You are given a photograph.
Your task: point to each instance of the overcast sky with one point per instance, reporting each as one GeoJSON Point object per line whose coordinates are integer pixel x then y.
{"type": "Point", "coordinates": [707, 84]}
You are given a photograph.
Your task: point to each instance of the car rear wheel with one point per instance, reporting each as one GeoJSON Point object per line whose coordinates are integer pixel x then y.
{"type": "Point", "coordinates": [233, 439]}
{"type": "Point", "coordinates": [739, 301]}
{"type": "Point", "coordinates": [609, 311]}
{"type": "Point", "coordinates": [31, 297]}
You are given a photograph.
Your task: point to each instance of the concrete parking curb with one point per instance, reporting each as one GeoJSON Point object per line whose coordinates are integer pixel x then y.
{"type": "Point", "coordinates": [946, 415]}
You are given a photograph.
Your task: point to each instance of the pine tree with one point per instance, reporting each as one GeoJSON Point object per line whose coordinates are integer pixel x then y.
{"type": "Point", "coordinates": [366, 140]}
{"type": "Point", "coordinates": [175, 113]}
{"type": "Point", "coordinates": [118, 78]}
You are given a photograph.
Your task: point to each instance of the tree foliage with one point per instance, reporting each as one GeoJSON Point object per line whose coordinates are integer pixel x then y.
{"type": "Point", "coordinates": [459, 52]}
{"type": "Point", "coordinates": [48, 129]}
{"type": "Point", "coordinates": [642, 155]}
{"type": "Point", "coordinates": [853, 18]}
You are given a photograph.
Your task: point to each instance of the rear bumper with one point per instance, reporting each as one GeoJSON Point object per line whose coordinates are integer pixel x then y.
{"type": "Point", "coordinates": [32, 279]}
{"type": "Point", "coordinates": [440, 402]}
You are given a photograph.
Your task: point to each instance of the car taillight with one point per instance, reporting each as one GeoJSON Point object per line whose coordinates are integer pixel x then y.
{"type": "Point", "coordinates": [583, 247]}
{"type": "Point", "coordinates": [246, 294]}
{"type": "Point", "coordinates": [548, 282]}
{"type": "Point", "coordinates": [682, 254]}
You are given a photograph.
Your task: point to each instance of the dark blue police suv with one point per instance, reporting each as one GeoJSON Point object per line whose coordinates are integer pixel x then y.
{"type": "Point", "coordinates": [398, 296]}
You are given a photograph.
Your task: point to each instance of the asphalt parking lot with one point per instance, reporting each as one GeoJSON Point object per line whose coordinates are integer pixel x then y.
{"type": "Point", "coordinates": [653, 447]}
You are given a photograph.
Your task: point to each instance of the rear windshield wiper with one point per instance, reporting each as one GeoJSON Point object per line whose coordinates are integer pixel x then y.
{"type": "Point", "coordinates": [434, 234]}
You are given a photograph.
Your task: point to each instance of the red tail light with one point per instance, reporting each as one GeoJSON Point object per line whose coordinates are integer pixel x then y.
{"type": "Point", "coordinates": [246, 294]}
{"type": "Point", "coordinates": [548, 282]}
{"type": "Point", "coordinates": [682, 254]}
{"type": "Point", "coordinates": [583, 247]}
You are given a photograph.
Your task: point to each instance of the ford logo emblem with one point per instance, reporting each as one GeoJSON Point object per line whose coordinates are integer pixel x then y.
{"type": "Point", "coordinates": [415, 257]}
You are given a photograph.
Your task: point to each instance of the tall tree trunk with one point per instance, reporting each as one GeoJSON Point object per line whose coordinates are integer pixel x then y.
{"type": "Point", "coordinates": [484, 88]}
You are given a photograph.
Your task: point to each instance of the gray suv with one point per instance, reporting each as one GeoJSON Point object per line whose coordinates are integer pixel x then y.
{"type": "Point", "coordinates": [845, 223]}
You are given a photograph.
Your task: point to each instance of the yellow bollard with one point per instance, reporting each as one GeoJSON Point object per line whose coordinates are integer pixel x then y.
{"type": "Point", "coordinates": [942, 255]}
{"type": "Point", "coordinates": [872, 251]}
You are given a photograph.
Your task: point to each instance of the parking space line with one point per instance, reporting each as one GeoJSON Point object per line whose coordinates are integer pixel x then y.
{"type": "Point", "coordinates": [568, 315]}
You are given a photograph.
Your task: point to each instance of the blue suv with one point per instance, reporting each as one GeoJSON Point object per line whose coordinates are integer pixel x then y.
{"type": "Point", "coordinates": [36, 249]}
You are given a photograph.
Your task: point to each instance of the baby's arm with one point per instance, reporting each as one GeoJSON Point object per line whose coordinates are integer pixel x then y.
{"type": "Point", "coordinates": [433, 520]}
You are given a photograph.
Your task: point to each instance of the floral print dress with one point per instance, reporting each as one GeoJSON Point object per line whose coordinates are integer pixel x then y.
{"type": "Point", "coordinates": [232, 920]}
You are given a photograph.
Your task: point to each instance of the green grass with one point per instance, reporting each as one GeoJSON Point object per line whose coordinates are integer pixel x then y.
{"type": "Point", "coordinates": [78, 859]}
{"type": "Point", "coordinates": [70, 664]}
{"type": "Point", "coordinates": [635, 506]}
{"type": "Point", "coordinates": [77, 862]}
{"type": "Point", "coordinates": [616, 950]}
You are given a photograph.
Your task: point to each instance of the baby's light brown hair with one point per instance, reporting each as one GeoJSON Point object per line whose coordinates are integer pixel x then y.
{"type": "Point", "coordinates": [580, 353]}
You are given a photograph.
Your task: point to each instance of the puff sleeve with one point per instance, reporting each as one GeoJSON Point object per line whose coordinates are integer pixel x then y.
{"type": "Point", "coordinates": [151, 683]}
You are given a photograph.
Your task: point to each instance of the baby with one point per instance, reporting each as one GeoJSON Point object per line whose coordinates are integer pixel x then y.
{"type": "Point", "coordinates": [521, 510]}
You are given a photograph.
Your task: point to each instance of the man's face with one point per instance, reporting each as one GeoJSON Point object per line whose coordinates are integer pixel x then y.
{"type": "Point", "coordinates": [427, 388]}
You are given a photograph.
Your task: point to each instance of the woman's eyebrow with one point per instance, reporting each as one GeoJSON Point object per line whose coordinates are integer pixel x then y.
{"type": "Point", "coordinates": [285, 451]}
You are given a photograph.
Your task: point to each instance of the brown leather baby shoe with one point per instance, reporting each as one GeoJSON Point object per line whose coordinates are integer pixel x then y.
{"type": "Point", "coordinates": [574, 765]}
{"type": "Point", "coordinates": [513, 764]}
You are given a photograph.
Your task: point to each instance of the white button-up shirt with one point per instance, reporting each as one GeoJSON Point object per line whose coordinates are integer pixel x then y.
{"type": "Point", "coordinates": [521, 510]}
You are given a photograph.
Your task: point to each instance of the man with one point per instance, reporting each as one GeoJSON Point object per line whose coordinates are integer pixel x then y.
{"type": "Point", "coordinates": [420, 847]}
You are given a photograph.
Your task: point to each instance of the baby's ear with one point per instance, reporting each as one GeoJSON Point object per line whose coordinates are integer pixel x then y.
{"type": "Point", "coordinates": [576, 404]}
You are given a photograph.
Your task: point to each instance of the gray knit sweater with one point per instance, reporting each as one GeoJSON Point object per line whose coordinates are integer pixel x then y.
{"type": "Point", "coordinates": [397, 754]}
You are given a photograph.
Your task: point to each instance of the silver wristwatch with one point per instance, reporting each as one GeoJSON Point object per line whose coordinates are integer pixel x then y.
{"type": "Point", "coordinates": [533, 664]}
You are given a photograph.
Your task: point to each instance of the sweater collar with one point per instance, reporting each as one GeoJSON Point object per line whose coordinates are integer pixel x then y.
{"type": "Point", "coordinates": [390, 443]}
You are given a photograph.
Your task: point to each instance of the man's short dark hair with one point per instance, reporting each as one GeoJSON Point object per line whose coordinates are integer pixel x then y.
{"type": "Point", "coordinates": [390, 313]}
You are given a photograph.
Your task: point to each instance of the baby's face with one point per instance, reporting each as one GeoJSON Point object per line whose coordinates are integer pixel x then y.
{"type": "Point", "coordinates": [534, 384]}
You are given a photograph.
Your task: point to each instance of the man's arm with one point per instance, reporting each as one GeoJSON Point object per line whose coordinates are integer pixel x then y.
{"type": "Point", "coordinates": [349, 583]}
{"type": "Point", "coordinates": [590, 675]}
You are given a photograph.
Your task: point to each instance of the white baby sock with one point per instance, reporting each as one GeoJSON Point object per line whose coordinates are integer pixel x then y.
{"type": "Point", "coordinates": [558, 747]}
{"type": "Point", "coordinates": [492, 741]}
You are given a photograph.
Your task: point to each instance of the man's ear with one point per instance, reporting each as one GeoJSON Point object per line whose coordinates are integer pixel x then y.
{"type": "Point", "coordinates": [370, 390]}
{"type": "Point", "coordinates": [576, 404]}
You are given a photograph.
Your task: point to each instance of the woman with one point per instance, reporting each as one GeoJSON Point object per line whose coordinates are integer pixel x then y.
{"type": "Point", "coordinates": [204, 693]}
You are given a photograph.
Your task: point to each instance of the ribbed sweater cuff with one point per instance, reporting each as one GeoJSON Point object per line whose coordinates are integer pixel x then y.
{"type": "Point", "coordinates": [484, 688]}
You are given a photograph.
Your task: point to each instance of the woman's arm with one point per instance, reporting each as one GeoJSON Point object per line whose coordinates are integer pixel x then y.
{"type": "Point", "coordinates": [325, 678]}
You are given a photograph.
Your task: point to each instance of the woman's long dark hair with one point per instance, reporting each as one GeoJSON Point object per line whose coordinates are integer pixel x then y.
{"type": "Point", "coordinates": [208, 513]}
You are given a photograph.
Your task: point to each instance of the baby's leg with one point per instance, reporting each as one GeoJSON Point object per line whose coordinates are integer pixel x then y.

REQUIRED ACTION: Restate word for word the lines from the one holding "Your task: point to each instance of the woman's long" to the end of the listing, both ends included, and nothing more.

SOLVED PROBLEM:
Your task: point to each instance of the woman's long dark hair with one point per instance, reporting each as one GeoJSON Point object per line whose coordinates are integer pixel x then y.
{"type": "Point", "coordinates": [208, 513]}
You are given a photograph.
Your task: point to each instance of the baby's leg with one point per instance, reporting each as one GeoJSON Point object per line whose coordinates are integer pixel x then y.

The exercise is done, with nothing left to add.